[Your instructions]: Only the lines starting at the one that contains "For each instance of the high-visibility" and running to the end should be repeated, exactly as written.
** Start of Material supplied **
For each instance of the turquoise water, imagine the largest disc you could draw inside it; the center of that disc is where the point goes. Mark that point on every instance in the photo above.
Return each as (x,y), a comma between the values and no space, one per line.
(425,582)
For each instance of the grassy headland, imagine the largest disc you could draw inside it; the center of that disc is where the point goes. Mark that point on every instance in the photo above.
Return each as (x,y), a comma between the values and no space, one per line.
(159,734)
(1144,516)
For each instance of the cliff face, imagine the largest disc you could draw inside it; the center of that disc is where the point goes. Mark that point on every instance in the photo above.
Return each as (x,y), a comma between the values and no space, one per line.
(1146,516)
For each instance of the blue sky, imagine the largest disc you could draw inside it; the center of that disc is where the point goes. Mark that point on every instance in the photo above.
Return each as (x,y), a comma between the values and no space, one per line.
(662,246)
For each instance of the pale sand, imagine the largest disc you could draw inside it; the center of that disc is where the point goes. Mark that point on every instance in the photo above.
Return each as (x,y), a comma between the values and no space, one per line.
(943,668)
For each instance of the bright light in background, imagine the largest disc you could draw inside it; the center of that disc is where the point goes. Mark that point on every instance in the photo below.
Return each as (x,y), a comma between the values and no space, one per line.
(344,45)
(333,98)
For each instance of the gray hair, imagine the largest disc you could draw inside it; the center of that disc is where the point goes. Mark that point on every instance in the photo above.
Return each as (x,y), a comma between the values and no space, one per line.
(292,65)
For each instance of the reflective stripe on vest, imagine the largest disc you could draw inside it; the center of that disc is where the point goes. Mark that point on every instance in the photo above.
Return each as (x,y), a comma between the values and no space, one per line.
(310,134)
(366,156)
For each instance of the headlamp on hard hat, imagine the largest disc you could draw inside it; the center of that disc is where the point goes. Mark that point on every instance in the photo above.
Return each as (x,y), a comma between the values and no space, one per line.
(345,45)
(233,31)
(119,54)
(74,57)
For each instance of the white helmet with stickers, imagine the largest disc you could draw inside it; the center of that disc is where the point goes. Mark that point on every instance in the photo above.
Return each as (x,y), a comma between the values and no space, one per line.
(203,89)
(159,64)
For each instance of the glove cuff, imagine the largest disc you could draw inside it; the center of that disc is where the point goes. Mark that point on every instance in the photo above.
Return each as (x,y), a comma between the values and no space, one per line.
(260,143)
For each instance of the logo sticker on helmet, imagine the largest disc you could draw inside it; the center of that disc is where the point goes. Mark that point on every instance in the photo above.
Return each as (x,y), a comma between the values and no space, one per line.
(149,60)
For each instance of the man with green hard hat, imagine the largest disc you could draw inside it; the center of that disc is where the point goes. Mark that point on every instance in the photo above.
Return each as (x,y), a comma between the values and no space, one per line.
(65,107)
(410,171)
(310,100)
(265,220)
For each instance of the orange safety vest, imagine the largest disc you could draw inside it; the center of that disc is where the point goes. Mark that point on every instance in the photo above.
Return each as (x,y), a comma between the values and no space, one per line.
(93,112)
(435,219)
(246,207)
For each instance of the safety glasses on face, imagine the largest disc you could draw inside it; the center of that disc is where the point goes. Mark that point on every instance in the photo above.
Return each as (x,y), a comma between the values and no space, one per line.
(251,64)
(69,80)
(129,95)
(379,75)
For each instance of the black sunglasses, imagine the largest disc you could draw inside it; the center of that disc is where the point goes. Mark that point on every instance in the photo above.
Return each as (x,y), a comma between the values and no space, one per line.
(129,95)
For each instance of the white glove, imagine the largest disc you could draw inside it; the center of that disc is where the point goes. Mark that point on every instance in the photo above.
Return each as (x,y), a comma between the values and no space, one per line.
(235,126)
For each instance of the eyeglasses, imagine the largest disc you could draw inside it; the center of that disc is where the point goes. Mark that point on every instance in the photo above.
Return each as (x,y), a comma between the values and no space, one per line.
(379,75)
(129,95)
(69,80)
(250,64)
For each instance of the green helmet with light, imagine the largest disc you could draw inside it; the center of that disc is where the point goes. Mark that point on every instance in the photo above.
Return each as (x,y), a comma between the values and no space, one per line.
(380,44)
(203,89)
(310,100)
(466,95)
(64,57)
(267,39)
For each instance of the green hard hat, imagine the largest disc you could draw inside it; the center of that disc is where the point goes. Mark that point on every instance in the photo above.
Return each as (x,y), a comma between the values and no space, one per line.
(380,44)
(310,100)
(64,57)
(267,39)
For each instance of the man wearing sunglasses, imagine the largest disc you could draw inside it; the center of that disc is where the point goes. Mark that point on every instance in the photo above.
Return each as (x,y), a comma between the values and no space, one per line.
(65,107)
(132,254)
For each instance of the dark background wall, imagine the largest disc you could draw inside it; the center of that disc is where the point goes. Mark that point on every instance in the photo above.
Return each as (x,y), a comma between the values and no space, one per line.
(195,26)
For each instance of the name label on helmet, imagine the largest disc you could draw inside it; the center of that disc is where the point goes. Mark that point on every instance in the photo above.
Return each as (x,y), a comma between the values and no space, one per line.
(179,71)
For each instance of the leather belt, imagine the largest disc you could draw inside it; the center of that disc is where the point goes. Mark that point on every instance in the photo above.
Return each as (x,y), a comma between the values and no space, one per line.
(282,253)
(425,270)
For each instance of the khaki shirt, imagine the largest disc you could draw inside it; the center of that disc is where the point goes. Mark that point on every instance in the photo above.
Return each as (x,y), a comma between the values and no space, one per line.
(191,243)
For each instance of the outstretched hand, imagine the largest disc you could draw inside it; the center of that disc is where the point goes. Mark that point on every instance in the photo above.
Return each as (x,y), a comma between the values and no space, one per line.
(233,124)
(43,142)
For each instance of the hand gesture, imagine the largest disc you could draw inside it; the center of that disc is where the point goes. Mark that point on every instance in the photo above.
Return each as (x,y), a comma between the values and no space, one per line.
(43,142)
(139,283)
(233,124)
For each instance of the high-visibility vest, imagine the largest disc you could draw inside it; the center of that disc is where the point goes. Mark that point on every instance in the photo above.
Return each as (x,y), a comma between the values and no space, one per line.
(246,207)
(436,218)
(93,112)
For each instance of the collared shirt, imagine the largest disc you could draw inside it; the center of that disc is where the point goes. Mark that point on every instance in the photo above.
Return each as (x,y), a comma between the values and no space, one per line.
** End of Material supplied **
[Exercise output]:
For each instance of the high-visibility vest, imagine the largest disc you could draw inside it; the center of that disc is where the point goes. Mark that point on every instance in the photo above.
Return each as (x,y), a comma between the values and no space, one per line.
(246,207)
(436,218)
(93,112)
For each instance of the collared shirt, imagine the largest disc you could draw inside it; the center of that disc is where the point goes. Mark that point on every instance in the photo above.
Return each as (x,y), a comma between the values and no space, one per line.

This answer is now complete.